Copy the records below line for line, changing nothing.
========
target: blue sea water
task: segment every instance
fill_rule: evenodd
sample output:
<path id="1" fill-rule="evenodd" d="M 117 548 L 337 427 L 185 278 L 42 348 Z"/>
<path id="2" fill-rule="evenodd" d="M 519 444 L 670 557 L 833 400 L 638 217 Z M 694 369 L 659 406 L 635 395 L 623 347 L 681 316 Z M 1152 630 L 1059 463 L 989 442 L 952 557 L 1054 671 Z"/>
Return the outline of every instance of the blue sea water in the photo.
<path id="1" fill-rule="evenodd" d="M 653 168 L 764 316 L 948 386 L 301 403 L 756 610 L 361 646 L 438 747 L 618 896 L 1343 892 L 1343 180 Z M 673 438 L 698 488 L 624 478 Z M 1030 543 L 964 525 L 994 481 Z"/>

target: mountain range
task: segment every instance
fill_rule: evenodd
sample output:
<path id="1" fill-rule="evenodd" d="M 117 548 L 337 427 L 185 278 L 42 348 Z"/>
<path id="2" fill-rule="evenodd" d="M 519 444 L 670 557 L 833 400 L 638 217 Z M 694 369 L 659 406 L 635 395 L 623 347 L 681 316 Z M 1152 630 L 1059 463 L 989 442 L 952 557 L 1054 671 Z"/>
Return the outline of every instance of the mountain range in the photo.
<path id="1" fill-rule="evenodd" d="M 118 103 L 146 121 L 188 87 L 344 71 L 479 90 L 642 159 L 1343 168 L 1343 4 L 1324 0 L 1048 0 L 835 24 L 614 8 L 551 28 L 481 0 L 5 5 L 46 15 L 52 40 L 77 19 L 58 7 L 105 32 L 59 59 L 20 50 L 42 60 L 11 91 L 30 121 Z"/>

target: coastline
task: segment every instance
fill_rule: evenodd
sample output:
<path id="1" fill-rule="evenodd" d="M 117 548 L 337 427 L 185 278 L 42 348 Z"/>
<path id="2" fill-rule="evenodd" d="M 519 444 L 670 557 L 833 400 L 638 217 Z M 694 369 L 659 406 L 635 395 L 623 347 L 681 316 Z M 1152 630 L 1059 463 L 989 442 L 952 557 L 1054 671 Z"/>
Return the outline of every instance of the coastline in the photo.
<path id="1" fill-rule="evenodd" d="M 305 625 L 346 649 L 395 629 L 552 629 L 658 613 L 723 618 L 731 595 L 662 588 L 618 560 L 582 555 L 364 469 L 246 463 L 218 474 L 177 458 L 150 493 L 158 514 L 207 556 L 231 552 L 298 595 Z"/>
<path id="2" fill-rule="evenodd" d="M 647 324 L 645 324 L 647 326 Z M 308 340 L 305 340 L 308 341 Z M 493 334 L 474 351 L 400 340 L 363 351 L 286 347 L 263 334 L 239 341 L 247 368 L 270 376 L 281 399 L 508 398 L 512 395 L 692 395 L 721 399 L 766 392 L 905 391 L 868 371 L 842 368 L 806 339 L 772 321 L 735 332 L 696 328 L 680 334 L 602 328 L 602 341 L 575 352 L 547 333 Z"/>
========
The completed task:
target: blue sea water
task: segment every instance
fill_rule: evenodd
sample output:
<path id="1" fill-rule="evenodd" d="M 117 548 L 337 427 L 185 278 L 42 348 Z"/>
<path id="2" fill-rule="evenodd" d="M 519 444 L 670 557 L 833 400 L 638 217 Z M 694 369 L 659 406 L 635 395 L 623 347 L 681 316 Z M 1152 630 L 1059 463 L 989 442 L 952 557 L 1054 671 Z"/>
Return the outline of every instance of the blue sea water in the photo.
<path id="1" fill-rule="evenodd" d="M 653 168 L 764 316 L 948 386 L 301 403 L 756 610 L 361 646 L 438 747 L 618 896 L 1343 892 L 1343 180 Z M 673 438 L 698 488 L 624 478 Z M 1030 543 L 964 525 L 994 481 Z"/>

target: mountain range
task: segment every instance
fill_rule: evenodd
sample output:
<path id="1" fill-rule="evenodd" d="M 117 548 L 337 427 L 185 278 L 42 348 Z"/>
<path id="2" fill-rule="evenodd" d="M 519 444 L 670 557 L 833 400 L 638 217 Z M 694 369 L 659 406 L 635 395 L 623 347 L 681 316 Z M 1152 630 L 1059 463 L 989 442 L 952 557 L 1054 671 Z"/>
Return the outline of every instance of the mountain range in the photo.
<path id="1" fill-rule="evenodd" d="M 118 103 L 146 121 L 188 87 L 344 71 L 479 90 L 642 159 L 1343 168 L 1343 4 L 1324 0 L 1048 0 L 835 24 L 614 8 L 551 28 L 481 0 L 5 5 L 46 15 L 52 40 L 77 19 L 58 7 L 105 32 L 59 59 L 20 50 L 42 60 L 11 91 L 30 121 Z"/>

target: coastline
task: segment every instance
fill_rule: evenodd
sample output:
<path id="1" fill-rule="evenodd" d="M 117 548 L 337 427 L 185 278 L 42 348 Z"/>
<path id="2" fill-rule="evenodd" d="M 519 444 L 670 557 L 833 400 L 638 217 Z M 694 369 L 659 406 L 635 395 L 623 347 L 681 316 Z M 1152 630 L 1059 463 L 989 442 L 952 557 L 1054 671 Z"/>
Return the outline of every instance of the coastline in the photo.
<path id="1" fill-rule="evenodd" d="M 305 625 L 346 649 L 395 629 L 552 629 L 658 613 L 723 618 L 731 595 L 662 588 L 618 560 L 582 555 L 364 469 L 246 463 L 218 474 L 177 458 L 150 493 L 158 514 L 207 556 L 231 552 L 298 595 Z"/>
<path id="2" fill-rule="evenodd" d="M 647 324 L 645 324 L 647 326 Z M 308 340 L 305 340 L 308 341 Z M 493 334 L 474 351 L 400 340 L 363 351 L 286 347 L 263 334 L 239 341 L 247 368 L 270 376 L 281 399 L 508 398 L 512 395 L 692 395 L 721 399 L 766 392 L 905 391 L 868 371 L 842 368 L 806 339 L 772 321 L 735 332 L 696 328 L 680 334 L 602 328 L 602 341 L 575 352 L 547 333 Z"/>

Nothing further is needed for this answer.